◆ **PROBLEM STATEMENT**
Locate every line in the listing below that contains the word "written" and copy each such line in full.

◆ **DATA SUPPLIED**
____________________

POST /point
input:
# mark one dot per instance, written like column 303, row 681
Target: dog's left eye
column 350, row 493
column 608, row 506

____________________

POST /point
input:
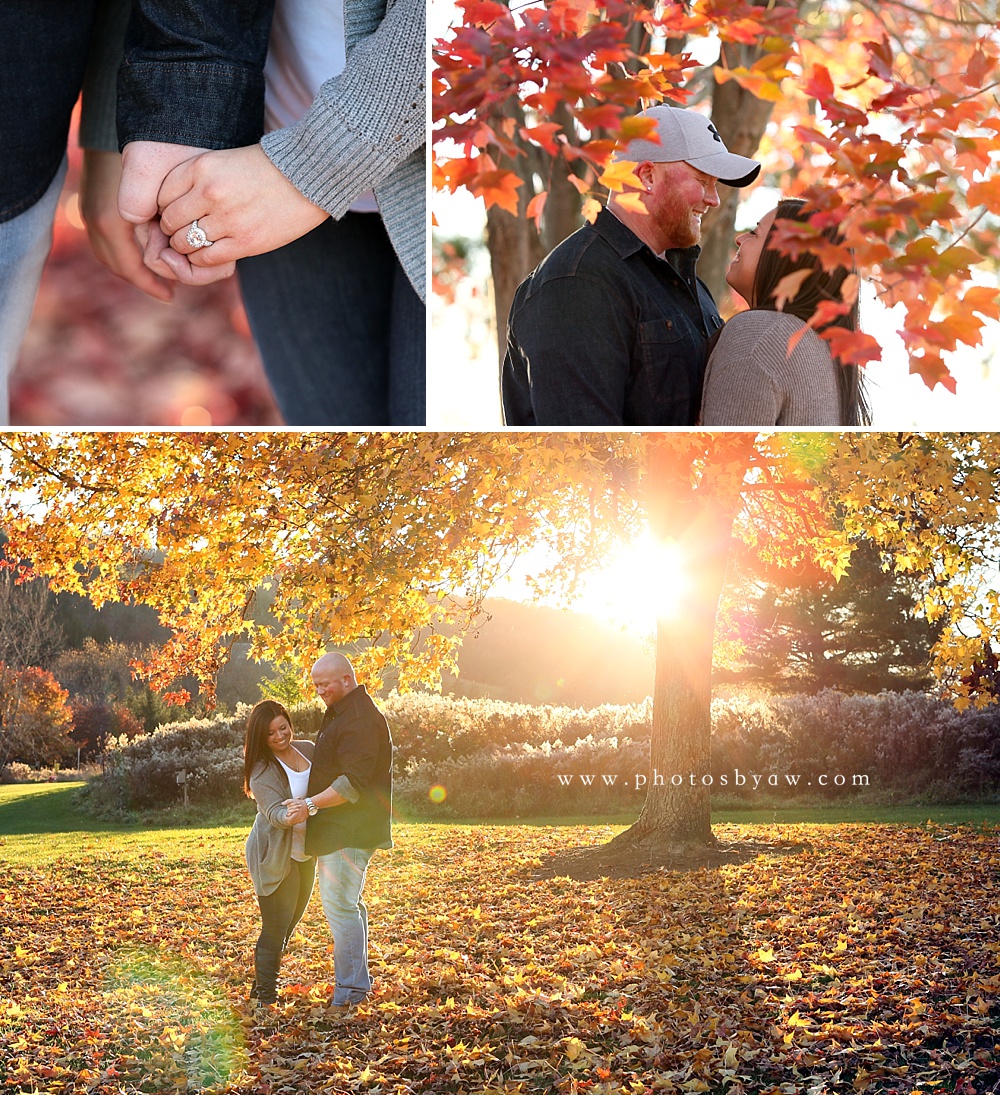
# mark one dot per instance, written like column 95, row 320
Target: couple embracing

____________________

◆ **REPLY TO THE EXERCISE**
# mark one dot per instance, written like column 303, row 681
# mark one dot per instance, written like column 95, row 320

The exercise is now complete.